AVAILABLE RECORDS:
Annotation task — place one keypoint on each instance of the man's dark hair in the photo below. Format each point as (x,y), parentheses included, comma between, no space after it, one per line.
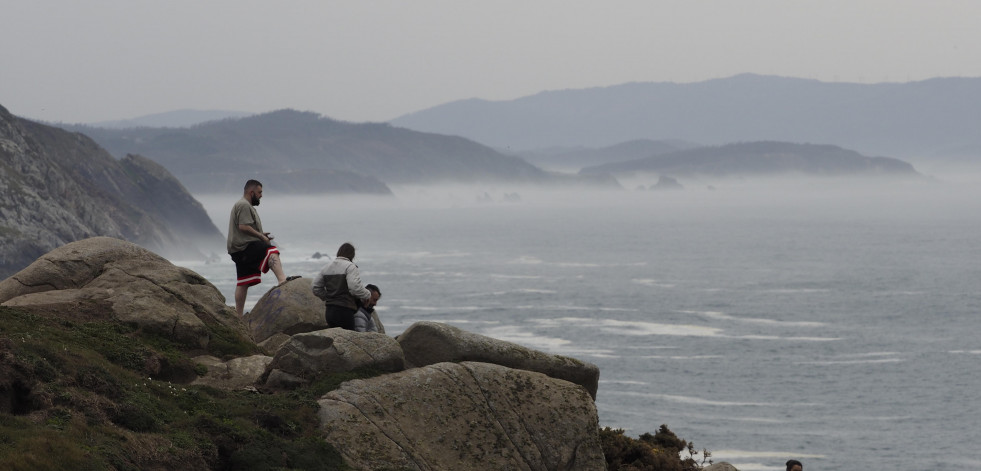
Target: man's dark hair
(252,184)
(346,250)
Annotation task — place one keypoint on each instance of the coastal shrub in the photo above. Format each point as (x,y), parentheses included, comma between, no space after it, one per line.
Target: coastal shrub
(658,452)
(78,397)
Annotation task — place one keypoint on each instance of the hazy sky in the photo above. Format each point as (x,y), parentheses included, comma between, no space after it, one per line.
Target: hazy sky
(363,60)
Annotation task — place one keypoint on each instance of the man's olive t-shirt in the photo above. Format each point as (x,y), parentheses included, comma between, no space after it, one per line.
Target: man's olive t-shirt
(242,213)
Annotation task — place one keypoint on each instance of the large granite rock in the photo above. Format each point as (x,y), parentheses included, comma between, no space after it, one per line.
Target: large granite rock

...

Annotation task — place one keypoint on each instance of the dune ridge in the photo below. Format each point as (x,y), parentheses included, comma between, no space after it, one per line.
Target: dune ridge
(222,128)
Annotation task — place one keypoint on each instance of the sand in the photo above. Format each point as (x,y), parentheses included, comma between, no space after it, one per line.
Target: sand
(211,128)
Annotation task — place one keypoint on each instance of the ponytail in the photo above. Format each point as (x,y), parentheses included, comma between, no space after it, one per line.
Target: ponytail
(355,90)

==

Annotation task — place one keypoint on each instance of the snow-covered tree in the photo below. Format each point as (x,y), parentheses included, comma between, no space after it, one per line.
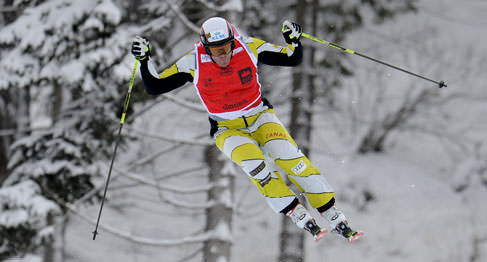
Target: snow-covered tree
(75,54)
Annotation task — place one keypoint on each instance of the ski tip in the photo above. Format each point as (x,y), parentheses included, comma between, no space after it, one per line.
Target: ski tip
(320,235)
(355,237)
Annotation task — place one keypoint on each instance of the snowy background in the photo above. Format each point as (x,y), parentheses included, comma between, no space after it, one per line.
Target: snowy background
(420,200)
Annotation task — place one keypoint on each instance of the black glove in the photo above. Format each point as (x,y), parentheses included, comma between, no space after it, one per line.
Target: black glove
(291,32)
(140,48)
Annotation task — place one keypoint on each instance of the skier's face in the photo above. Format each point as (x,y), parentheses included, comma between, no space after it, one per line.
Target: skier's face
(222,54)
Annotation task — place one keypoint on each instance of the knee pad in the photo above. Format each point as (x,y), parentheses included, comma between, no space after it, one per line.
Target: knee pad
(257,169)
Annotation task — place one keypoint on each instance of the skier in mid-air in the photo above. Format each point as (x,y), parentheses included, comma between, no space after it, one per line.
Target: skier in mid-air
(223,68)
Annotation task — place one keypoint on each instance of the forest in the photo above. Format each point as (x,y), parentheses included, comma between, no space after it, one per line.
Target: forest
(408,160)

PROMPT:
With "large" as the search string, filter the records and return each line that has it.

PROBLEM SOLUTION:
Annotation task — place one keypoint on each instance of the large granite rock in the photo above. Format each point as (x,y), parentheses included, comma between, no space after it, one per line.
Target: large granite rock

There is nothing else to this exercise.